**Short exercise**. Write out every row below again, requests included, leaving the requests unchanged. In the answers, scale each x and y coordinate by 1.55 and round it to a whole number, with halves rounding up.
»»
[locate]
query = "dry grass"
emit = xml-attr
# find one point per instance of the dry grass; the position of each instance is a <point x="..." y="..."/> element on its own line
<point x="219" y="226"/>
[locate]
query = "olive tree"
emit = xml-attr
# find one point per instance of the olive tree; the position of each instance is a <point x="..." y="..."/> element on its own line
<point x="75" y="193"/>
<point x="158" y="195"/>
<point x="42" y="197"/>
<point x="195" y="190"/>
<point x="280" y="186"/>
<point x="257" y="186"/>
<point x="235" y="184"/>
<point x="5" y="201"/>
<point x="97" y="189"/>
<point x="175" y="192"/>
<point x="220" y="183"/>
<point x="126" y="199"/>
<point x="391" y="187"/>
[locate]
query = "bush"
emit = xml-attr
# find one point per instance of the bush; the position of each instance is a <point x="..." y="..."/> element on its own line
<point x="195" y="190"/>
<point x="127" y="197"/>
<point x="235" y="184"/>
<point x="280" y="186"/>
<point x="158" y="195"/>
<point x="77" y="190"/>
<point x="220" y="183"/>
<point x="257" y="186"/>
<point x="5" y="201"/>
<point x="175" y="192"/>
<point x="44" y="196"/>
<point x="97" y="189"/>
««
**Output of the exercise**.
[locate]
query = "dry grass"
emit = xml-attr
# find one point per instance of the dry grass; the position of each instance is a <point x="..." y="..."/> element on its own line
<point x="339" y="350"/>
[locate]
query = "olive tree"
emit = xml-attr
# find one point per instance of the olive tree; the position of each instance is a <point x="..." y="..."/> element on its own line
<point x="116" y="299"/>
<point x="245" y="302"/>
<point x="65" y="305"/>
<point x="302" y="295"/>
<point x="434" y="288"/>
<point x="398" y="288"/>
<point x="364" y="285"/>
<point x="8" y="312"/>
<point x="150" y="293"/>
<point x="271" y="298"/>
<point x="341" y="284"/>
<point x="195" y="308"/>
<point x="606" y="290"/>
[locate]
query = "bush"
emit = xml-attr
# find one point per instance of the bush; the position of each instance is a <point x="..." y="..."/> element on its own line
<point x="302" y="295"/>
<point x="197" y="305"/>
<point x="364" y="285"/>
<point x="434" y="288"/>
<point x="245" y="302"/>
<point x="119" y="295"/>
<point x="341" y="284"/>
<point x="398" y="288"/>
<point x="8" y="312"/>
<point x="271" y="298"/>
<point x="68" y="304"/>
<point x="150" y="293"/>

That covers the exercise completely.